** begin DATA **
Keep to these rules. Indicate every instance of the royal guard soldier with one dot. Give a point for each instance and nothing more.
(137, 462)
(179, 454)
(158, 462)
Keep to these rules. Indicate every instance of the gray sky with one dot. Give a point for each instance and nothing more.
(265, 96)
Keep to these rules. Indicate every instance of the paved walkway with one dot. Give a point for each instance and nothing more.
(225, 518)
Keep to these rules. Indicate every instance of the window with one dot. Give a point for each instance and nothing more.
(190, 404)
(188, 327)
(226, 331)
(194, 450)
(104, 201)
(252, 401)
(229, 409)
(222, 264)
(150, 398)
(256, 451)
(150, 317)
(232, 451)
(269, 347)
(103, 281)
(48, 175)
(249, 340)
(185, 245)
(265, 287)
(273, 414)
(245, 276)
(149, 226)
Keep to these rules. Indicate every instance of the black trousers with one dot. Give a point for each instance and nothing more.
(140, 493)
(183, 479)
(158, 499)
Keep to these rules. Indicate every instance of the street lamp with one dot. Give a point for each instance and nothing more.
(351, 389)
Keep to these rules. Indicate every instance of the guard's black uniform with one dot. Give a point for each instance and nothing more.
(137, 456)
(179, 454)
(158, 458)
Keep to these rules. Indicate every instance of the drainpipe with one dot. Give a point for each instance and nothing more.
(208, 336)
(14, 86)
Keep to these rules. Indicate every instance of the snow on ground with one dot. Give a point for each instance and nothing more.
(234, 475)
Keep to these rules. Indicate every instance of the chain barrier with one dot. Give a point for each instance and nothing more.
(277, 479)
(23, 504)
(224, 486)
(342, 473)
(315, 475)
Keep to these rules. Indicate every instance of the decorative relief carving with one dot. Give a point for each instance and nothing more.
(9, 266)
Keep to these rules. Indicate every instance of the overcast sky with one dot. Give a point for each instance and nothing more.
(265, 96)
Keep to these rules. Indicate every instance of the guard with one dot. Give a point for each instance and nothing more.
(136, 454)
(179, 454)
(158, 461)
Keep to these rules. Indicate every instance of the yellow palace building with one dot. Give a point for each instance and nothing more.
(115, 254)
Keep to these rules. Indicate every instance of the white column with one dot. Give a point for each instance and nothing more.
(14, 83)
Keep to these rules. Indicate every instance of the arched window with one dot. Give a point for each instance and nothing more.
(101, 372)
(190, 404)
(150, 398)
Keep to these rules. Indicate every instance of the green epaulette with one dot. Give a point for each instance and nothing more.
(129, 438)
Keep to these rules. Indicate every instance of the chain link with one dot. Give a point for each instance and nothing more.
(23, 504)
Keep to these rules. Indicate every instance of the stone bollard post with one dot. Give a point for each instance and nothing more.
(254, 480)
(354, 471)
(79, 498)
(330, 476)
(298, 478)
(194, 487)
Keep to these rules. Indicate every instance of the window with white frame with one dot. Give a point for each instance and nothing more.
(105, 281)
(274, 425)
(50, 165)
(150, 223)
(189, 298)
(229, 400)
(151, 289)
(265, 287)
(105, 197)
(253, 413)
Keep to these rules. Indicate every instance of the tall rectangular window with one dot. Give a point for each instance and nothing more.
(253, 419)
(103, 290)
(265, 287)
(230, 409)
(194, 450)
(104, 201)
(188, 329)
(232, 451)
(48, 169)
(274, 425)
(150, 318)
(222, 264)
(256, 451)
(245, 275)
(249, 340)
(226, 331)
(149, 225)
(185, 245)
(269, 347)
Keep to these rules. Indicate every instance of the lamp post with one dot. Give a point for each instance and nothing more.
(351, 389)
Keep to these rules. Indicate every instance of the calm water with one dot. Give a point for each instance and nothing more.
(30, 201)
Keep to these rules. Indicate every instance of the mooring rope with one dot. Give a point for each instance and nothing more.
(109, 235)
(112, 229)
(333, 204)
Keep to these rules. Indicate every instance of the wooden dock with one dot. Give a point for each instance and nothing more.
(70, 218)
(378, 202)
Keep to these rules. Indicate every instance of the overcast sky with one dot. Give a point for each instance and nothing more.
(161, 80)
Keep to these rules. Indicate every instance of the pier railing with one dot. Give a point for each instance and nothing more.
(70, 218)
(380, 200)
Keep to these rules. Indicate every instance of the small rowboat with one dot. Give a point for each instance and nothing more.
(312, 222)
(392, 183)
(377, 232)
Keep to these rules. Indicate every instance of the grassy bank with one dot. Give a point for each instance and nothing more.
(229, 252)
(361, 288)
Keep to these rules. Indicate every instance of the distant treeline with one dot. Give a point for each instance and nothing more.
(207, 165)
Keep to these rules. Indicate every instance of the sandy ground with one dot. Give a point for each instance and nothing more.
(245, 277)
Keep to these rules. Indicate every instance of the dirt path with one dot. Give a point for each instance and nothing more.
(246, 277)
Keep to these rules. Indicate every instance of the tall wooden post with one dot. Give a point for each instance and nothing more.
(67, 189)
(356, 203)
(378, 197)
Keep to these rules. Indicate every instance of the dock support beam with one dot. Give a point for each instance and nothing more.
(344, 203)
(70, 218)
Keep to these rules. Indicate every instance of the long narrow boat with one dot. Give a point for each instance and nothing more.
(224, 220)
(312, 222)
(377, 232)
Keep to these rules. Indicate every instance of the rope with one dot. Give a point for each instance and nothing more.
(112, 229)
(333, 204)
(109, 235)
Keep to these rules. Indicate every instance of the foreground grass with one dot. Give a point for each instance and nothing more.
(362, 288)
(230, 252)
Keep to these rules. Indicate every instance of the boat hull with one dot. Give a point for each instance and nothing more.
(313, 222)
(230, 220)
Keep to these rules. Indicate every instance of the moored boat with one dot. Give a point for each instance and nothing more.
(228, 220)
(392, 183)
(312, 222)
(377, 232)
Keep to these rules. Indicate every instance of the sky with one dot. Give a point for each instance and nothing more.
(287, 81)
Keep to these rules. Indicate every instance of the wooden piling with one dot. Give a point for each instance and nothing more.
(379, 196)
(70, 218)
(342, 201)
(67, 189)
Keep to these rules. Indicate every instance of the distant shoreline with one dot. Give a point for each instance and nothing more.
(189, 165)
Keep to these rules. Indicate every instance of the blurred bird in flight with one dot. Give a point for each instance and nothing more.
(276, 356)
** end DATA **
- AIM OF THE TASK
From the line that contains "Keep to these rules. Indicate every instance of the tall wooden" down to the last line of the listing above, repeat each line exactly, and include nothing else.

- ANSWER
Keep to these rules. Indicate every instance of the tall wooden post with one dot. Give a point for each instance and nothing more.
(67, 189)
(356, 203)
(378, 197)
Keep to these rules. Indicate every instance of the dock support beam with one dot. Give a point for each instance and nothing more.
(344, 203)
(70, 218)
Keep to these rules. Indicate every instance of the long narrow boat with one dot. Give a point for each instance and nothing more.
(224, 220)
(312, 222)
(377, 232)
Keep to these rules. Indicate every instance of the rope with one dot. Give a point for each instance and nothing more.
(112, 229)
(333, 204)
(109, 235)
Keep to these rules. Indicate every instance of the foreground grass with one dot. Give a point for each instance and nothing more.
(362, 288)
(230, 252)
Keep to these rules. Indicate every instance of the boat hull with one dot. Give a point for each instance and nothing more.
(313, 222)
(230, 220)
Keep to these rules. Indicate every instance of the moored boat with one dot. Give a point for each instance and nothing more.
(228, 220)
(392, 183)
(312, 222)
(377, 232)
Keep to these rules. Indicate every instance of the sky with one dot. Give a point for each instance and nothing more.
(287, 81)
Keep to these rules. Indicate every instance of the wooden piling with one dot. Give a point for each instance and nothing more.
(379, 196)
(70, 218)
(342, 201)
(67, 189)
Keep to these rules. Indicate every instance of the distant shoreline with one dot. Give a point for each instance and nothing more.
(189, 165)
Keep to these rules. Indicate every instance of the blurred bird in flight with one dot. Give a point for each instance and nothing more.
(276, 356)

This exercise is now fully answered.